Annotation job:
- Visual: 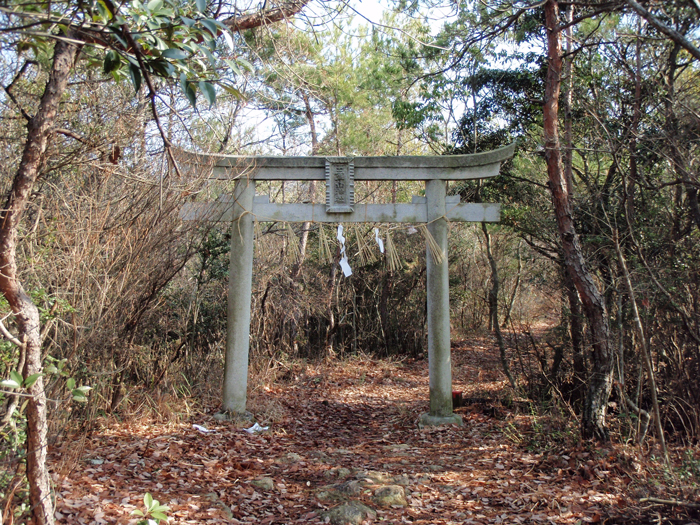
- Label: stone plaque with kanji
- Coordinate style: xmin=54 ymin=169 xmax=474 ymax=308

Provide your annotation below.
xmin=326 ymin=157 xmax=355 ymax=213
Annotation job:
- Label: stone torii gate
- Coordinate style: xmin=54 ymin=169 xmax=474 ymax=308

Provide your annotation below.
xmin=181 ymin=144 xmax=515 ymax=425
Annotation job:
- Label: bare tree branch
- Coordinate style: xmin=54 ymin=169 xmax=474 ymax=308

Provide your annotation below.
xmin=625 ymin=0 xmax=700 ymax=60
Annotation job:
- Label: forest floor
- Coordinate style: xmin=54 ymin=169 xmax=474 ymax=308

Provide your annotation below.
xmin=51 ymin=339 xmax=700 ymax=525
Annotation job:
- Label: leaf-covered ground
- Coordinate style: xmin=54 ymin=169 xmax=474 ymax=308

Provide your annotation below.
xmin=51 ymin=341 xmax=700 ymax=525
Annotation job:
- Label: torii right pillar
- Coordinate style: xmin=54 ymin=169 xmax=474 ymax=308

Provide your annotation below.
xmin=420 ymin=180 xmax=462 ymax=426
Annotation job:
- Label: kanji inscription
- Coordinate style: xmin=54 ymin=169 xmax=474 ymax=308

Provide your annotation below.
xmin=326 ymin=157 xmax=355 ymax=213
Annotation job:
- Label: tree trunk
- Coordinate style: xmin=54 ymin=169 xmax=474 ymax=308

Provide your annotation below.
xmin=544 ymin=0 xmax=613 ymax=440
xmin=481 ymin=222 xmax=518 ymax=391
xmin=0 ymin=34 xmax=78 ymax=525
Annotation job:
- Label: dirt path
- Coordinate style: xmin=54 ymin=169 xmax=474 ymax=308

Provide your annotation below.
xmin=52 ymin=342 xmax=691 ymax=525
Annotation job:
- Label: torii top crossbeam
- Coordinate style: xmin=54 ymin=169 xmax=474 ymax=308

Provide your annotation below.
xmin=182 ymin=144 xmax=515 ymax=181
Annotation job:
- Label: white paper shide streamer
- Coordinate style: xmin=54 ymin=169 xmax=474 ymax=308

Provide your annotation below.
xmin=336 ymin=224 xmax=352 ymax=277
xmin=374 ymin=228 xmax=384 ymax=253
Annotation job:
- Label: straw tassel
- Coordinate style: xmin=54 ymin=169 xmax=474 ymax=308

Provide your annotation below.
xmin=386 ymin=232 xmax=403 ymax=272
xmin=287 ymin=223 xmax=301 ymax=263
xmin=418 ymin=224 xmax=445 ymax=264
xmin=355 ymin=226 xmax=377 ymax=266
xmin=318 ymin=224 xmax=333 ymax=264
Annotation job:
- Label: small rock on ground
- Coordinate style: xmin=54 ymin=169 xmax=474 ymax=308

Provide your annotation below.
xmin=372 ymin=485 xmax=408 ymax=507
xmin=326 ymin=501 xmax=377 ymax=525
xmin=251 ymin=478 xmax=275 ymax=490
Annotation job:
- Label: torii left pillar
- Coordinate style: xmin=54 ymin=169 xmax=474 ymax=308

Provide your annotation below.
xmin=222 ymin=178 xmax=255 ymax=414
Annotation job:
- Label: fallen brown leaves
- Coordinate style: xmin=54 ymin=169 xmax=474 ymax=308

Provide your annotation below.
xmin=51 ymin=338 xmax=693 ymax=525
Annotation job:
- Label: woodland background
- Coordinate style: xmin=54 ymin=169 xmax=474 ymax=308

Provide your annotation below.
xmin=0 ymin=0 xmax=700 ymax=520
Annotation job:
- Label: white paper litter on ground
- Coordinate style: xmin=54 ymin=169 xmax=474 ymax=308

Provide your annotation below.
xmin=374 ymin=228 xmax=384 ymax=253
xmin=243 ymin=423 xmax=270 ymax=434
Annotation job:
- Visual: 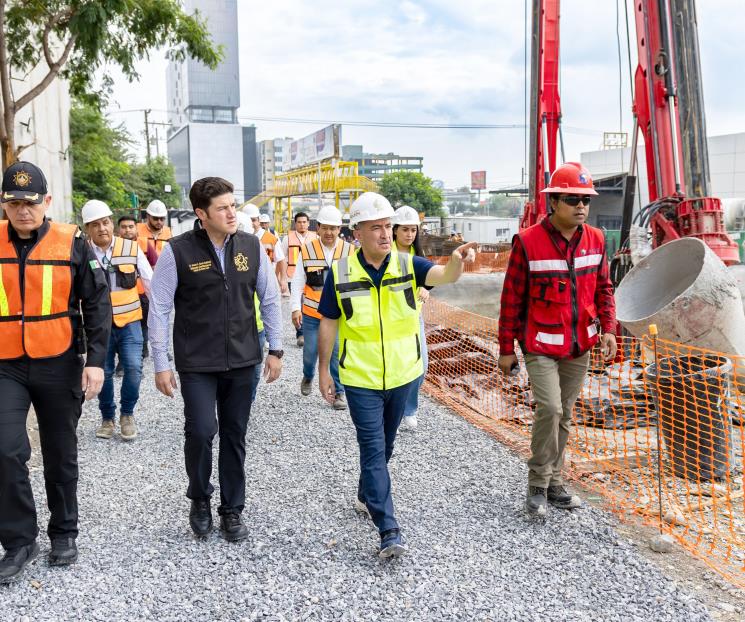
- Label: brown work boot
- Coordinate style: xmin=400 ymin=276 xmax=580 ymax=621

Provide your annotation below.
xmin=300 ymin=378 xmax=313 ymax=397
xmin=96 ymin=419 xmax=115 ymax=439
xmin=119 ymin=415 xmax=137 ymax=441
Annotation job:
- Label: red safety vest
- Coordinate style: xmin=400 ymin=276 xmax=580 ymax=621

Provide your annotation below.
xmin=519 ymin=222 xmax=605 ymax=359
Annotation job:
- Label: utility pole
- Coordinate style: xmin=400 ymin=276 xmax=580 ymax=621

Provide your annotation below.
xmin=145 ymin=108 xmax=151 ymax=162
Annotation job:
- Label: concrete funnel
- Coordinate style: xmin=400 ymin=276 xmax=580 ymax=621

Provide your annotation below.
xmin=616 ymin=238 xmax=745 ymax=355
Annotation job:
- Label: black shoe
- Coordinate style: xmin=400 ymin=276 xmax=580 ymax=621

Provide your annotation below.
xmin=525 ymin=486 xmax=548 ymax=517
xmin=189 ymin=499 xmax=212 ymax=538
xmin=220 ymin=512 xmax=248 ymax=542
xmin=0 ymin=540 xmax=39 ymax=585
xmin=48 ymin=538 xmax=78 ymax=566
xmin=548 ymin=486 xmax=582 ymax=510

* EXERCISE DIRECTIONS: Locate each line in the entries above that contains the word "stone" and copy those lines out.

* ANSWER FOR THE TASK:
- Label: stone plaque with kanji
- Label: stone torii gate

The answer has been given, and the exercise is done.